## [Exercise objective]
The entries that follow include a run beginning at the line with "negative clicks: (263, 36)" and ending at the line with "box: [221, 0, 473, 263]"; restate that run word for word and leave the rest out.

## [Source material]
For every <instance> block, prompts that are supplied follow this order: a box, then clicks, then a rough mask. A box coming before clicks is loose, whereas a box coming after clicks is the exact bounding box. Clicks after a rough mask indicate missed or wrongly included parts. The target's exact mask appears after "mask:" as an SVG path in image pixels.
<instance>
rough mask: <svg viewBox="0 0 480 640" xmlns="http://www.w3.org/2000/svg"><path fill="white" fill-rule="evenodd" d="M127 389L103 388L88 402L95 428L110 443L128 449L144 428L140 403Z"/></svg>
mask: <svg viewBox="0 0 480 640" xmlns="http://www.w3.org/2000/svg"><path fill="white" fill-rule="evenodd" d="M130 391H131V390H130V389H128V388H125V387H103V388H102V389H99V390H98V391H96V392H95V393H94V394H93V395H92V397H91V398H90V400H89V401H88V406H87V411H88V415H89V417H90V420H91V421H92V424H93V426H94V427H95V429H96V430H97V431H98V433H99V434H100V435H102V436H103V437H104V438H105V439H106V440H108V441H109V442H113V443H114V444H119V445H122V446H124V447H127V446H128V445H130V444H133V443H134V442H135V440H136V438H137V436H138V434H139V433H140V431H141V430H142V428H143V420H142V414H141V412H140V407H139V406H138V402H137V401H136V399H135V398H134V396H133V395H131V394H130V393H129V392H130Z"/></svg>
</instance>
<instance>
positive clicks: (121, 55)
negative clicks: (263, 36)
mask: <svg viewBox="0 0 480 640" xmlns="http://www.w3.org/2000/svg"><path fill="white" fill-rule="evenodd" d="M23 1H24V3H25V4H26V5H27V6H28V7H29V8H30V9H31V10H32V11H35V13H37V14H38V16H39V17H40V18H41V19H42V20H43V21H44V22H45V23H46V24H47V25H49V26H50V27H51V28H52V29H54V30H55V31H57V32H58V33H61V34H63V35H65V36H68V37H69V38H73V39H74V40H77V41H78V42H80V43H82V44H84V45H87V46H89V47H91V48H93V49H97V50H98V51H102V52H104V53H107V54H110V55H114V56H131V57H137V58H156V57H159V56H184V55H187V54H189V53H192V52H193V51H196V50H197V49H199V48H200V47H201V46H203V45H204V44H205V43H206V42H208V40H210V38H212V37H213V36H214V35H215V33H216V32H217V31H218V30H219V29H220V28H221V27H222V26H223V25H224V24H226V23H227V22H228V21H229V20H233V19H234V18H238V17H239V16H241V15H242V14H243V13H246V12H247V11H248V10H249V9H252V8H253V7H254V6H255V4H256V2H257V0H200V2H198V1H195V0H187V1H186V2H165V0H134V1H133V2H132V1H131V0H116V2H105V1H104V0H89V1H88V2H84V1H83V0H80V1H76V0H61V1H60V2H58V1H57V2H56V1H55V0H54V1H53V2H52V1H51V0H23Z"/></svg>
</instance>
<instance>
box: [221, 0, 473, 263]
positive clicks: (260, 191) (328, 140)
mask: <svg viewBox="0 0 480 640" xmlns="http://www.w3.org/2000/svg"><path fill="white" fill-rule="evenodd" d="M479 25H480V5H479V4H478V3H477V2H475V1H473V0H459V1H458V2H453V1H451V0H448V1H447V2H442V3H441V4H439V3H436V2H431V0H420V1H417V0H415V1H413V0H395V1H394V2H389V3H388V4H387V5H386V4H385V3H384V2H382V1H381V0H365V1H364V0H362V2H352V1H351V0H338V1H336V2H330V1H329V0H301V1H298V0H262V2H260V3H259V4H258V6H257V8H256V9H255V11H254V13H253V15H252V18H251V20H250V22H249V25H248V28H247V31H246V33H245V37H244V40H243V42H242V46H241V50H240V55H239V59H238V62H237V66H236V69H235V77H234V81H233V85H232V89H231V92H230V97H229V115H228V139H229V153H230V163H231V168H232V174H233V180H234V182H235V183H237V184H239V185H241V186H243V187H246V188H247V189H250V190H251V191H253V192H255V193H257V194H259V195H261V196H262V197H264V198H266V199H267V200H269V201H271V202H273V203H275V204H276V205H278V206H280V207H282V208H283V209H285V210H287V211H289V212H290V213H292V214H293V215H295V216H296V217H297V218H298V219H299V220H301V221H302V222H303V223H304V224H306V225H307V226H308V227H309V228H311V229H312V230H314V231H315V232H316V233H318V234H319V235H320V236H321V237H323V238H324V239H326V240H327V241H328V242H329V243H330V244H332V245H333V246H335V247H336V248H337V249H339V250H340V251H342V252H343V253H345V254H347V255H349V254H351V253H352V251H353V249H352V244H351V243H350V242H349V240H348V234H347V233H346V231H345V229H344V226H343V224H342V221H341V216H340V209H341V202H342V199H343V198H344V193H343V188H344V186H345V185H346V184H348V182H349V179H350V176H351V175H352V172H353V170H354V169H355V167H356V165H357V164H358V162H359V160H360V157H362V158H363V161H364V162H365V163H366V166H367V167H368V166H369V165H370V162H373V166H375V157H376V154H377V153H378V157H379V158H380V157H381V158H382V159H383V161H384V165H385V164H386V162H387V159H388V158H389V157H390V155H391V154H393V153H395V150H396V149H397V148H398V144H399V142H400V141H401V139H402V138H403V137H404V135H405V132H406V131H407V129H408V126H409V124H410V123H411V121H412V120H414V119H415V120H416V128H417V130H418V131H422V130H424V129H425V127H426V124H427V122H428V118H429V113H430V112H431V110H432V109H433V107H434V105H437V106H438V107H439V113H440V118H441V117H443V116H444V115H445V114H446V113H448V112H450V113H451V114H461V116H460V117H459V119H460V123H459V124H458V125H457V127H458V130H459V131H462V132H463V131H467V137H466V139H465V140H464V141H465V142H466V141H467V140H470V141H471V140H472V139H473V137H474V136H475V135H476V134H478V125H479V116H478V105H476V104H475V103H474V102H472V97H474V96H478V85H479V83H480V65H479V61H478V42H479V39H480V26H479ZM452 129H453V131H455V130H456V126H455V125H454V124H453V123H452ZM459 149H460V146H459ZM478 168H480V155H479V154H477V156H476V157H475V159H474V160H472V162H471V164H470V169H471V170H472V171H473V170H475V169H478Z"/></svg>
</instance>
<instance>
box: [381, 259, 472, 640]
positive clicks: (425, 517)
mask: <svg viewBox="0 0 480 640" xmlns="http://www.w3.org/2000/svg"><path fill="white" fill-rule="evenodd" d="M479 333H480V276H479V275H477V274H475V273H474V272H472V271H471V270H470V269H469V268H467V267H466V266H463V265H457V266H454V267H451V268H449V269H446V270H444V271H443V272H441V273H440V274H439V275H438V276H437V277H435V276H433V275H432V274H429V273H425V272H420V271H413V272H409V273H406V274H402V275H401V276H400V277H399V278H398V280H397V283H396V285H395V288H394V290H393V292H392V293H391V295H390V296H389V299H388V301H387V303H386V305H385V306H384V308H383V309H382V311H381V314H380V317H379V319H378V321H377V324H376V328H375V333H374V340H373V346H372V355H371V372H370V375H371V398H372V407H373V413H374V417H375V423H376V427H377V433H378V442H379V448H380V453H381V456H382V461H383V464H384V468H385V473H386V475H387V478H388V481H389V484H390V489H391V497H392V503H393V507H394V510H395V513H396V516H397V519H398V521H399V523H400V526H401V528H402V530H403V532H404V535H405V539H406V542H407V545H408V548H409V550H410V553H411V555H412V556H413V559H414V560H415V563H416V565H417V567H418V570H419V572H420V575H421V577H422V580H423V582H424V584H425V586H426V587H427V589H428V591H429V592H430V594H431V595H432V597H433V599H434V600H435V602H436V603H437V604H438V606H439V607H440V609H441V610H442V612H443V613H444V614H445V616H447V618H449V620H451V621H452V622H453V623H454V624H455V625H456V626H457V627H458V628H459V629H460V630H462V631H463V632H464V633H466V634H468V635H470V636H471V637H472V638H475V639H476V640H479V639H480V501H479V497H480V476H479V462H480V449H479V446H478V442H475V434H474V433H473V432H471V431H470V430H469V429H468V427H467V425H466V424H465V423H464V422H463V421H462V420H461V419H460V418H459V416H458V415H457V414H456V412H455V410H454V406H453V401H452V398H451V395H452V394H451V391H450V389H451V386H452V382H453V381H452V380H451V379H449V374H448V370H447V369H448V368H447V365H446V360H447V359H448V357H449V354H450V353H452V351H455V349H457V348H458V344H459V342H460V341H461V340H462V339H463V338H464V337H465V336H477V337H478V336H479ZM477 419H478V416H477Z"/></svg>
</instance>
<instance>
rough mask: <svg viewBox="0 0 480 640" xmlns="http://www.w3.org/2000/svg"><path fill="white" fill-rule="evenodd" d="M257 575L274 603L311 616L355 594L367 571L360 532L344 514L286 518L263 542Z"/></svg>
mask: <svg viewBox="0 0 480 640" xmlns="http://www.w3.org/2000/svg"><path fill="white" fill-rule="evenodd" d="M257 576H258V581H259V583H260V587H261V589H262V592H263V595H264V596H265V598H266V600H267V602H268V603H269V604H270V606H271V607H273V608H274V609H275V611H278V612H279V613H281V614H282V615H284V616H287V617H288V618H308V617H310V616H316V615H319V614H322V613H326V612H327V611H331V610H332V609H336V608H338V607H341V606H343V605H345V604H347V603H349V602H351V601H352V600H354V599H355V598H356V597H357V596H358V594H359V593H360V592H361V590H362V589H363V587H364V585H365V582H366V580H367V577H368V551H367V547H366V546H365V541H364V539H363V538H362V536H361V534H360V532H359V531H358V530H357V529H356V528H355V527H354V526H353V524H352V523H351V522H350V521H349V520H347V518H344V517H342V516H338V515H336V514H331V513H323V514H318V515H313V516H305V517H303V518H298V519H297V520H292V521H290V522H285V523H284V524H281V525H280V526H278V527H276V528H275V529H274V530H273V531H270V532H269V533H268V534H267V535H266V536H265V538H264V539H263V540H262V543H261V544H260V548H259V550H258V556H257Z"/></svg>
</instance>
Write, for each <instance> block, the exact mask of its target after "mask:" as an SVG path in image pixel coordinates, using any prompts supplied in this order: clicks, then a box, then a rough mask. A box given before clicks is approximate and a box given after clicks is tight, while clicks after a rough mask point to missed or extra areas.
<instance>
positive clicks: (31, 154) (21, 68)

## [Solution to this exercise]
negative clicks: (263, 36)
mask: <svg viewBox="0 0 480 640" xmlns="http://www.w3.org/2000/svg"><path fill="white" fill-rule="evenodd" d="M23 1H24V3H25V4H26V5H27V6H28V7H29V8H30V9H31V10H32V11H35V13H37V14H38V16H39V17H40V18H41V19H42V20H43V21H44V22H45V23H46V24H47V25H49V26H50V27H51V28H52V29H54V30H55V31H57V32H58V33H61V34H63V35H65V36H68V37H69V38H73V39H74V40H77V41H78V42H80V43H82V44H84V45H87V46H89V47H91V48H93V49H97V50H98V51H102V52H104V53H107V54H110V55H114V56H131V57H137V58H156V57H159V56H184V55H187V54H189V53H192V52H193V51H196V50H197V49H199V48H200V47H201V46H203V45H204V44H205V43H206V42H208V40H210V38H212V37H213V36H214V35H215V33H216V32H217V31H218V30H219V29H220V28H221V27H222V26H223V25H224V24H226V23H227V22H228V21H229V20H233V19H234V18H238V17H239V16H241V15H242V14H243V13H246V12H247V11H248V10H249V9H252V8H253V7H254V6H255V4H256V2H257V0H200V2H198V1H195V0H187V1H186V2H165V0H134V1H133V2H132V1H131V0H116V2H105V1H104V0H89V1H88V2H84V1H83V0H80V1H76V0H61V1H60V2H58V1H57V2H56V1H55V0H54V1H53V2H52V1H51V0H23Z"/></svg>
</instance>
<instance>
box: [221, 0, 473, 263]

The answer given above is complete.